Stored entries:
----

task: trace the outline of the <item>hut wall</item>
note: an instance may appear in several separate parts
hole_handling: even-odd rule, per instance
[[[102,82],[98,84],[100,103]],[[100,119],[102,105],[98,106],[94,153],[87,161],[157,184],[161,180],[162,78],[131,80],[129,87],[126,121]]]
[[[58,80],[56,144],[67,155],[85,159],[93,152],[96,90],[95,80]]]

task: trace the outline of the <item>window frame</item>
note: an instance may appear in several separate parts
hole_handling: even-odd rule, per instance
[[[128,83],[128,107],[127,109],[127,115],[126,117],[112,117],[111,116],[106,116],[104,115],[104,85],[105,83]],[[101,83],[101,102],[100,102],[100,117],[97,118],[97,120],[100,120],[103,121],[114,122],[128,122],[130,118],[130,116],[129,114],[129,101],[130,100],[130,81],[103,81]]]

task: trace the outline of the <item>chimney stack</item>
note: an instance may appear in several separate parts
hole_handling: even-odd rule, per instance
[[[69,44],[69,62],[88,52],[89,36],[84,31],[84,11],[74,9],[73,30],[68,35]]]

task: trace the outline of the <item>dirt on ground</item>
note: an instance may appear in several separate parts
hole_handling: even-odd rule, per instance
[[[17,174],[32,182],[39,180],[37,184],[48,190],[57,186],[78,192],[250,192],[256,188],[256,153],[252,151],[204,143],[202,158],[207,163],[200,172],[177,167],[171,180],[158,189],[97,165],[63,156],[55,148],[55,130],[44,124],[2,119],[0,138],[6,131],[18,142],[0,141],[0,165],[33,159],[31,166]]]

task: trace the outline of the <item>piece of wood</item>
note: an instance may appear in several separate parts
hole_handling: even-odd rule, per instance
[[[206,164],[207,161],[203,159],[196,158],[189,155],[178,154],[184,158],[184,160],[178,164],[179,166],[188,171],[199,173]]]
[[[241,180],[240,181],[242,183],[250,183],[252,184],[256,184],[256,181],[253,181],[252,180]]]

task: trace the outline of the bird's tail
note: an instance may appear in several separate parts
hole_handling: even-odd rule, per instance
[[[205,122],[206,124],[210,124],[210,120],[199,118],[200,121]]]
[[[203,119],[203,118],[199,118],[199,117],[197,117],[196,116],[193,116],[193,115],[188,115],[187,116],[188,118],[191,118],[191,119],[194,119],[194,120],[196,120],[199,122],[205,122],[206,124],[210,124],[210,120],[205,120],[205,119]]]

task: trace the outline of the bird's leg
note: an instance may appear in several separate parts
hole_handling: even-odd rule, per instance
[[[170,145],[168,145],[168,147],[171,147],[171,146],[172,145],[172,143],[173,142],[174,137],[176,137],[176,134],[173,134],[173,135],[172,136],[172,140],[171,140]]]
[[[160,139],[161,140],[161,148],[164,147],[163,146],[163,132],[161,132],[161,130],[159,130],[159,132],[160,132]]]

----

WHAT THE TASK REQUIRES :: Can you replace "even-odd rule" with "nonzero rule" everywhere in the lines above and write them out again, leaving everything else unchanged?

EXERCISE RESPONSE ::
task: trace the outline of the <item>hut wall</item>
note: an instance may appear in several separate parts
hole_handling: nonzero rule, per instance
[[[102,82],[98,84],[100,103]],[[100,119],[102,105],[98,106],[94,153],[87,161],[157,184],[161,180],[162,78],[131,80],[129,87],[126,121]]]
[[[58,80],[56,144],[67,155],[85,159],[93,152],[96,90],[95,80]]]

task: trace the outline of the <item>window frame</item>
note: an instance may appear in several separate parts
hole_handling: nonzero rule, per instance
[[[128,83],[128,107],[127,109],[127,115],[126,117],[112,117],[111,116],[106,116],[104,115],[104,85],[105,83]],[[101,83],[101,102],[100,102],[100,117],[97,118],[97,120],[100,120],[103,121],[114,122],[128,122],[130,118],[130,116],[129,114],[129,101],[130,100],[130,81],[103,81]]]

task: trace the outline of the <item>chimney stack</item>
note: an instance may appear in several separate parts
hole_handling: nonzero rule, per instance
[[[69,44],[69,62],[88,52],[89,36],[84,31],[84,11],[74,9],[73,30],[68,35]]]

task: trace the outline of the <item>dirt on ground</item>
note: an instance may appear in several separate parts
hole_handling: nonzero rule, per instance
[[[17,174],[32,182],[39,180],[37,184],[48,190],[57,186],[78,192],[250,192],[256,188],[256,153],[252,151],[204,143],[202,158],[207,163],[200,172],[177,167],[171,180],[158,189],[97,165],[63,156],[55,148],[55,130],[44,124],[2,119],[0,138],[6,131],[18,142],[0,141],[0,165],[33,159],[31,166]]]

task: trace the outline of the <item>piece of wood</item>
note: an instance may appear in several separate parts
hole_handling: nonzero rule, per instance
[[[206,164],[207,161],[203,159],[196,158],[189,155],[178,154],[184,158],[184,160],[178,164],[179,166],[188,171],[199,173]]]
[[[241,180],[240,181],[242,183],[250,183],[252,184],[256,184],[256,181],[253,181],[252,180]]]

task: trace the outline of the bird's tail
note: an instance may appear in several separate parts
hole_handling: nonzero rule, per instance
[[[205,122],[206,124],[210,124],[210,120],[199,118],[200,121]]]
[[[203,119],[203,118],[199,118],[199,117],[197,117],[196,116],[193,116],[193,115],[188,115],[187,116],[188,118],[191,118],[191,119],[194,119],[194,120],[196,120],[199,122],[205,122],[206,124],[210,124],[210,120],[205,120],[205,119]]]

task: trace the outline of the bird's leg
note: an instance may appear in several separate parts
hole_handling: nonzero rule, per instance
[[[170,145],[168,145],[168,147],[171,147],[171,146],[172,145],[172,143],[173,142],[174,137],[176,137],[176,134],[173,134],[173,135],[172,136],[172,140],[171,140]]]
[[[160,139],[161,140],[161,148],[164,147],[163,146],[163,132],[161,132],[161,130],[159,130],[159,132],[160,132]]]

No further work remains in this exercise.